*Excerpt*:
# # # # # # #

1 files changed, 38 insertions, 0 deletions
diff --git a/src/Util/ZUtil/Ones.v b/src/Util/ZUtil/Ones.v
index e856f23a0..37a0d184e 100644
--- a/src/Util/ZUtil/Ones.v
+++ b/src/Util/ZUtil/Ones.v
@@ -174,4 +174,42 @@ Module Z.
                      end ].
   Qed.
   Hint Rewrite lor_ones_ones : zsimplify.
+
+  Lemma lor_pow2_mod_pow2_r x e (He : 0 <= e) : Z.lor x (2^e-1) mod (2^e) = 2^e-1.
+  Proof.
+    destruct (Z_zerop e).
+    { subst; autorewrite with zsimplify_const; reflexivity. }
+    assert (0 <= x mod 2^e < 2^e) by auto with zarith.
+    assert (0 <= x mod 2^e <= 2^e-1) by lia.
+    assert (Z.log2 (x mod 2^e) <= Z.log2 (2^e-1)) by (apply Z.log2_le_mono; lia).
+    assert (Z.log2 (x mod 2^e) < e) by (rewrite Z.sub_1_r, Z.log2_pred_pow2 in * by lia; lia).
+    rewrite <- Z.land_ones, Z.land_lor_distr_l by assumption.
+    rewrite !Z.sub_1_r, <- !Z.ones_equiv, !Z.land_ones_ones, Z.min_id, Z.max_id, Bool.if_const.
+    rewrite Z.land_ones by assumption.
+    rewrite Z.lor_ones_low; auto with zarith.
+  Qed.
+  Hint Rewrite lor_pow2_mod_pow2_r using zutil_arith : zsimplify.
+  Hint Rewrite lor_pow2_mod_pow2_r using assumption : zsimplify_fast.
+
+  Lemma lor_pow2_mod_pow2_l x e (He : 0 <= e) : Z.lor (2^e-1) x mod (2^e) = 2^e-1.
+  Proof. rewrite Z.lor_comm; apply lor_pow2_mod_pow2_r; assumption. Qed.
+  Hint Rewrite lor_pow2_mod_pow2_l using zutil_arith : zsimplify.

# # # # # # #

*Raw data*:
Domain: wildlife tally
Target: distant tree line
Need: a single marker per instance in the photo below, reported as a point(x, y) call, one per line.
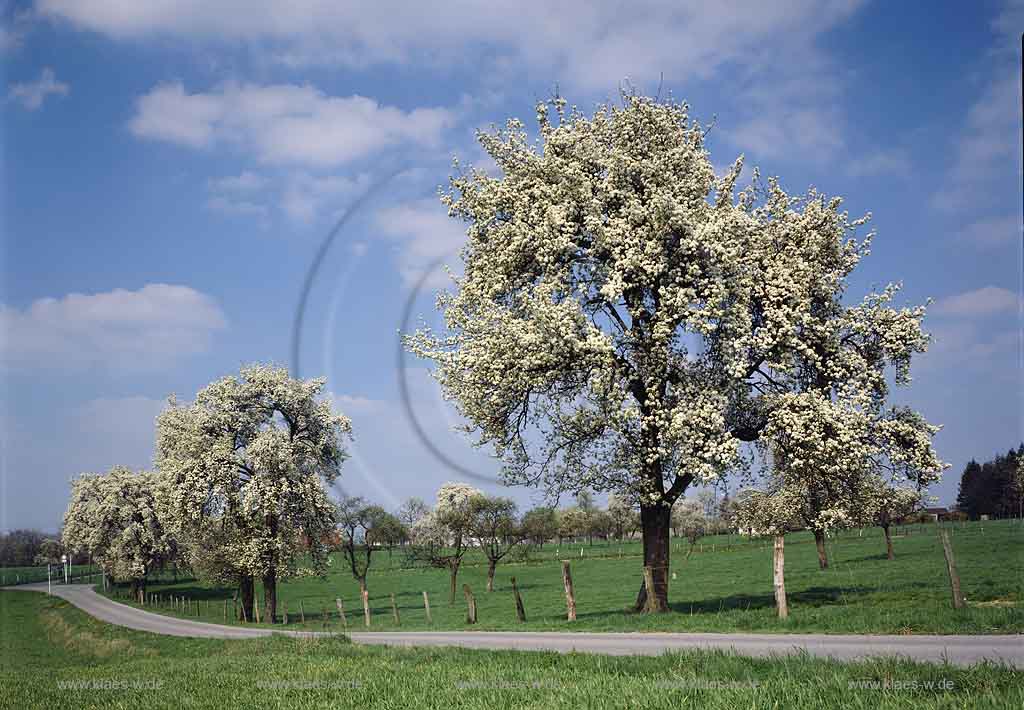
point(994, 488)
point(29, 547)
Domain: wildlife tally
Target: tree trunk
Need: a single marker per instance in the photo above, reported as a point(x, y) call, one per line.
point(247, 594)
point(569, 592)
point(453, 579)
point(270, 595)
point(520, 612)
point(779, 581)
point(655, 525)
point(951, 570)
point(819, 542)
point(470, 604)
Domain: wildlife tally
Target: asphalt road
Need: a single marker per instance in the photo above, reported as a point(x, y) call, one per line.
point(961, 651)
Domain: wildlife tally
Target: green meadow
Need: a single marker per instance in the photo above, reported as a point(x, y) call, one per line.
point(724, 585)
point(56, 657)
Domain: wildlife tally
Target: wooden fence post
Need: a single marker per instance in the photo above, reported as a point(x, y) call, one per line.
point(470, 604)
point(341, 613)
point(520, 613)
point(951, 570)
point(569, 594)
point(779, 581)
point(650, 599)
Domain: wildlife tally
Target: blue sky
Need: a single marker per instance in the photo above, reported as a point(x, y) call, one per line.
point(171, 168)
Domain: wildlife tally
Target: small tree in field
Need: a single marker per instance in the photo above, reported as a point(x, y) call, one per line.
point(412, 510)
point(540, 525)
point(493, 524)
point(245, 465)
point(573, 523)
point(625, 516)
point(890, 504)
point(442, 536)
point(49, 552)
point(115, 517)
point(689, 521)
point(363, 527)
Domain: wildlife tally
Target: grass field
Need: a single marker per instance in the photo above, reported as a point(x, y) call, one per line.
point(728, 589)
point(28, 575)
point(56, 657)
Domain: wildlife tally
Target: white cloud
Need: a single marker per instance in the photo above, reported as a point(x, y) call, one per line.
point(592, 45)
point(238, 208)
point(247, 181)
point(986, 156)
point(962, 343)
point(880, 163)
point(350, 405)
point(307, 197)
point(120, 329)
point(987, 150)
point(983, 301)
point(994, 232)
point(425, 234)
point(121, 420)
point(284, 123)
point(32, 94)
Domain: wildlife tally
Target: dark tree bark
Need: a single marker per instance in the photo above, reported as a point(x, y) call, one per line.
point(654, 521)
point(270, 595)
point(492, 564)
point(270, 579)
point(819, 542)
point(453, 581)
point(247, 593)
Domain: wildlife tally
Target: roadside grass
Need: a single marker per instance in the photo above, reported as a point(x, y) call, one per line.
point(728, 589)
point(54, 656)
point(28, 575)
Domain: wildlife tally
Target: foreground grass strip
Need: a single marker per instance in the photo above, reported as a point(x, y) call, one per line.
point(119, 668)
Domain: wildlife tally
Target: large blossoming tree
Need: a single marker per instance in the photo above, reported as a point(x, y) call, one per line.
point(622, 309)
point(116, 517)
point(246, 464)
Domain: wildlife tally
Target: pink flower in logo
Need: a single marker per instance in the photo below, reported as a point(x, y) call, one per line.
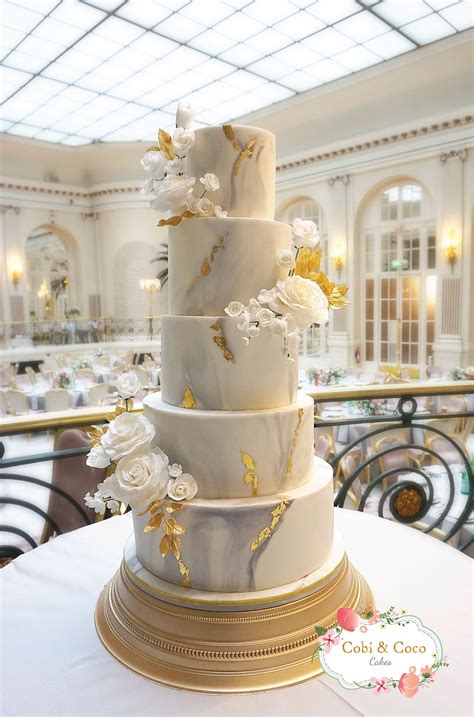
point(329, 640)
point(380, 685)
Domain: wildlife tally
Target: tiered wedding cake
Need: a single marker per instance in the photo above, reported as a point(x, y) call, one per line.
point(221, 591)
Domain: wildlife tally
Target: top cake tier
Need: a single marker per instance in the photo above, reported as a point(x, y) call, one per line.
point(244, 160)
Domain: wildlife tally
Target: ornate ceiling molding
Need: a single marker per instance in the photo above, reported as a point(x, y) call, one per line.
point(377, 143)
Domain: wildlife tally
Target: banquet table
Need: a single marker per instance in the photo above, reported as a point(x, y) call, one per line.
point(54, 664)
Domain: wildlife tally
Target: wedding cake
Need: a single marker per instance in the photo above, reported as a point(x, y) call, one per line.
point(234, 557)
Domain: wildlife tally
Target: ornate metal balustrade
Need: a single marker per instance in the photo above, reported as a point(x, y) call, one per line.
point(387, 467)
point(78, 331)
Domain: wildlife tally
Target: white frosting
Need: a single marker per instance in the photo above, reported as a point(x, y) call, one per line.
point(216, 545)
point(243, 262)
point(251, 191)
point(257, 376)
point(209, 445)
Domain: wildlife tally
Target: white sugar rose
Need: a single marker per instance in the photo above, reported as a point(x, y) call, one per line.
point(182, 488)
point(305, 233)
point(183, 140)
point(265, 317)
point(210, 182)
point(128, 433)
point(154, 164)
point(303, 300)
point(172, 192)
point(97, 458)
point(286, 259)
point(95, 502)
point(128, 385)
point(185, 114)
point(205, 207)
point(175, 470)
point(139, 479)
point(235, 308)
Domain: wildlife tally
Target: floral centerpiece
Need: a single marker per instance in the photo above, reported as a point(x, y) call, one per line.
point(139, 474)
point(296, 302)
point(167, 179)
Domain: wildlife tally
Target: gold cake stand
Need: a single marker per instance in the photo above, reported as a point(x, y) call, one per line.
point(256, 642)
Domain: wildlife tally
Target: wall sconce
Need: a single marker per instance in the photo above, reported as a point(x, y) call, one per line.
point(338, 258)
point(450, 248)
point(16, 271)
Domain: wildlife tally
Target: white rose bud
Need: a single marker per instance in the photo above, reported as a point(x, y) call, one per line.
point(182, 488)
point(183, 140)
point(185, 114)
point(128, 433)
point(286, 259)
point(235, 308)
point(305, 233)
point(128, 385)
point(210, 182)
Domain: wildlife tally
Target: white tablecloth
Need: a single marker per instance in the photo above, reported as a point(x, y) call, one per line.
point(54, 664)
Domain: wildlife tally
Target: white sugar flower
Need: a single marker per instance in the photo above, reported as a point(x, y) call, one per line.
point(210, 182)
point(185, 114)
point(175, 470)
point(219, 212)
point(302, 299)
point(175, 166)
point(305, 233)
point(205, 207)
point(286, 259)
point(97, 458)
point(128, 433)
point(154, 163)
point(172, 192)
point(139, 479)
point(265, 317)
point(128, 385)
point(95, 502)
point(235, 308)
point(279, 327)
point(182, 488)
point(183, 140)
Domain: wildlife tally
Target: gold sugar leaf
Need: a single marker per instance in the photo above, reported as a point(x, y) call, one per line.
point(229, 132)
point(166, 144)
point(188, 399)
point(153, 523)
point(165, 545)
point(248, 462)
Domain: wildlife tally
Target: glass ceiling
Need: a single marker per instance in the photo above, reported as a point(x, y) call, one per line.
point(78, 71)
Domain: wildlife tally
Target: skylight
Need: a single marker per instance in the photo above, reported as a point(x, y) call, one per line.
point(79, 71)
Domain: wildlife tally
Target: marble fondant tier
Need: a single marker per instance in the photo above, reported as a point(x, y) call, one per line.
point(205, 364)
point(237, 454)
point(244, 160)
point(245, 545)
point(215, 261)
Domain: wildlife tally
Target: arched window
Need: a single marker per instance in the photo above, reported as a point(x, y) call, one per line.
point(314, 343)
point(399, 275)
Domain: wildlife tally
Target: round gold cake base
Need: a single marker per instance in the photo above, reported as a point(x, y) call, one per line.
point(222, 651)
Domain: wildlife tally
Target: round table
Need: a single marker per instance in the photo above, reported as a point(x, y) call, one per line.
point(54, 664)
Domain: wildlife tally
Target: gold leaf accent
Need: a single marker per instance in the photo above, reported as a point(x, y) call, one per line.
point(267, 531)
point(250, 475)
point(166, 144)
point(188, 399)
point(153, 523)
point(294, 440)
point(221, 342)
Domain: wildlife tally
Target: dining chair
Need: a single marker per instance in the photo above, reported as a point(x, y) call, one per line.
point(57, 399)
point(98, 392)
point(17, 401)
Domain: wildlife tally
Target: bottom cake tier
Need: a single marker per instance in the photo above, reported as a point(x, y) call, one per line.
point(246, 544)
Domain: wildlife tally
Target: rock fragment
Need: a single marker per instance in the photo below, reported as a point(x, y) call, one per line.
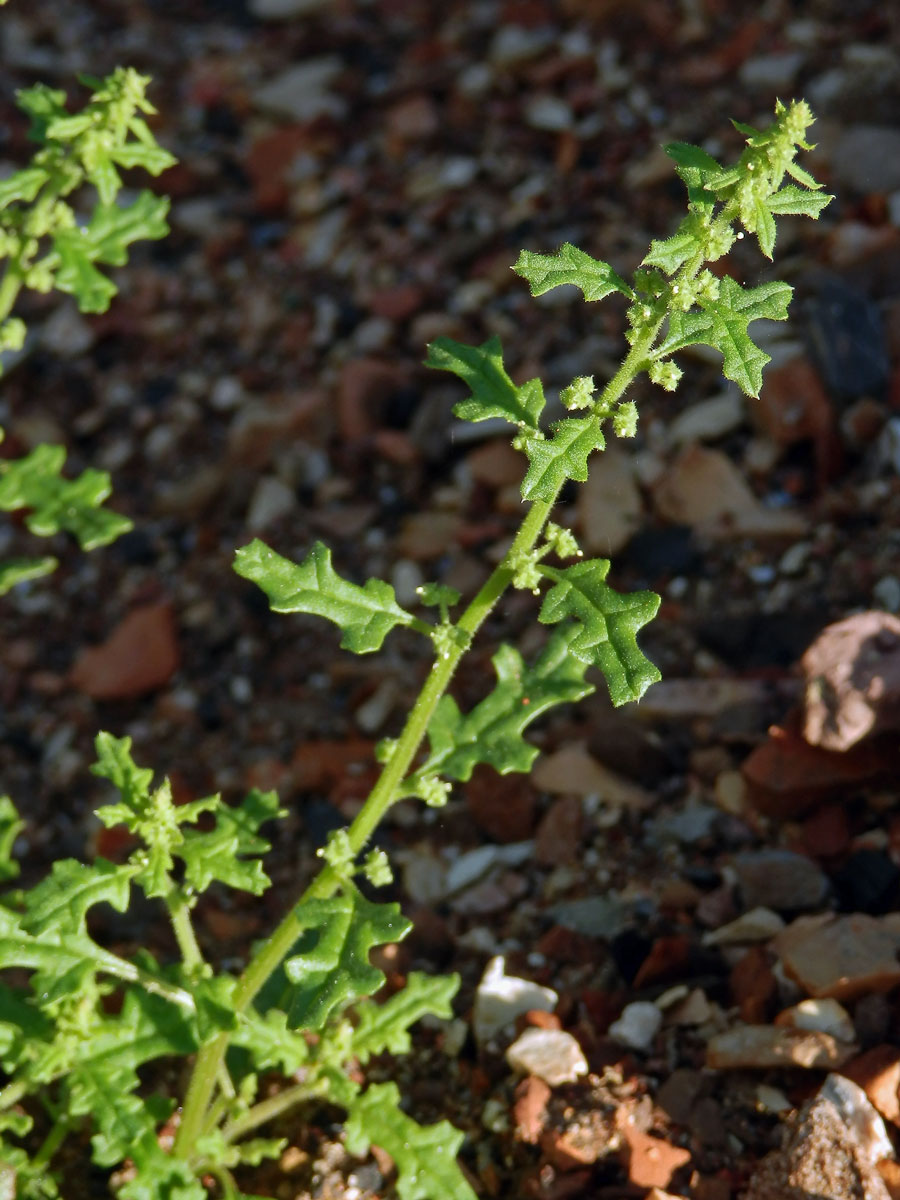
point(552, 1055)
point(852, 681)
point(829, 1153)
point(637, 1026)
point(139, 655)
point(844, 959)
point(501, 999)
point(769, 1045)
point(780, 880)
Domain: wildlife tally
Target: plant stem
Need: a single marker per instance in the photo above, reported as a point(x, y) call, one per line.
point(271, 1108)
point(384, 793)
point(10, 288)
point(185, 936)
point(52, 1143)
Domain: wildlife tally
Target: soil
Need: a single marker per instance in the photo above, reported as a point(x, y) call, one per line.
point(259, 373)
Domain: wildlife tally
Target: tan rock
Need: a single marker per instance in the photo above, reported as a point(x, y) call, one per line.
point(877, 1072)
point(557, 840)
point(845, 958)
point(852, 681)
point(705, 490)
point(610, 505)
point(828, 1153)
point(138, 657)
point(576, 772)
point(651, 1162)
point(769, 1045)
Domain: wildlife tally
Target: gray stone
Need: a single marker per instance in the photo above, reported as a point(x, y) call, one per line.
point(780, 880)
point(301, 91)
point(501, 999)
point(552, 1055)
point(867, 159)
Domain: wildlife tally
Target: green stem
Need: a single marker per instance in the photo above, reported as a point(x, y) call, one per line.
point(180, 917)
point(267, 1110)
point(52, 1143)
point(12, 1093)
point(10, 288)
point(388, 787)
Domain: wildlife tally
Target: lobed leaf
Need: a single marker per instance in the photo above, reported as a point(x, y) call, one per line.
point(562, 457)
point(493, 394)
point(22, 185)
point(334, 971)
point(595, 279)
point(791, 201)
point(18, 570)
point(11, 826)
point(492, 731)
point(231, 851)
point(106, 239)
point(73, 505)
point(365, 615)
point(723, 324)
point(60, 901)
point(269, 1042)
point(425, 1156)
point(607, 624)
point(387, 1026)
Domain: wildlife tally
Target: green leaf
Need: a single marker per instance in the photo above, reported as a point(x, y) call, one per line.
point(365, 615)
point(671, 253)
point(595, 279)
point(562, 457)
point(695, 168)
point(151, 157)
point(18, 570)
point(11, 826)
point(723, 324)
point(425, 1156)
point(492, 731)
point(60, 901)
point(334, 971)
point(229, 852)
point(73, 505)
point(387, 1026)
point(607, 625)
point(106, 239)
point(115, 763)
point(43, 105)
point(22, 185)
point(493, 394)
point(21, 1024)
point(157, 820)
point(269, 1042)
point(791, 201)
point(54, 954)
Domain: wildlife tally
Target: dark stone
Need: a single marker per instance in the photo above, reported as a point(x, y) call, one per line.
point(136, 547)
point(846, 337)
point(757, 639)
point(669, 550)
point(629, 952)
point(868, 882)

# # # # # # #

*Instructions to follow*:
Please copy out the lines of the Coq diff exactly, everything from "Hint Rewrite lor_ones_ones" down to "Z.land_ones by assumption.".

*The reply*:
Hint Rewrite lor_ones_ones : zsimplify.
+
+  Lemma lor_pow2_mod_pow2_r x e (He : 0 <= e) : Z.lor x (2^e-1) mod (2^e) = 2^e-1.
+  Proof.
+    destruct (Z_zerop e).
+    { subst; autorewrite with zsimplify_const; reflexivity. }
+    assert (0 <= x mod 2^e < 2^e) by auto with zarith.
+    assert (0 <= x mod 2^e <= 2^e-1) by lia.
+    assert (Z.log2 (x mod 2^e) <= Z.log2 (2^e-1)) by (apply Z.log2_le_mono; lia).
+    assert (Z.log2 (x mod 2^e) < e) by (rewrite Z.sub_1_r, Z.log2_pred_pow2 in * by lia; lia).
+    rewrite <- Z.land_ones, Z.land_lor_distr_l by assumption.
+    rewrite !Z.sub_1_r, <- !Z.ones_equiv, !Z.land_ones_ones, Z.min_id, Z.max_id, Bool.if_const.
+    rewrite Z.land_ones by assumption.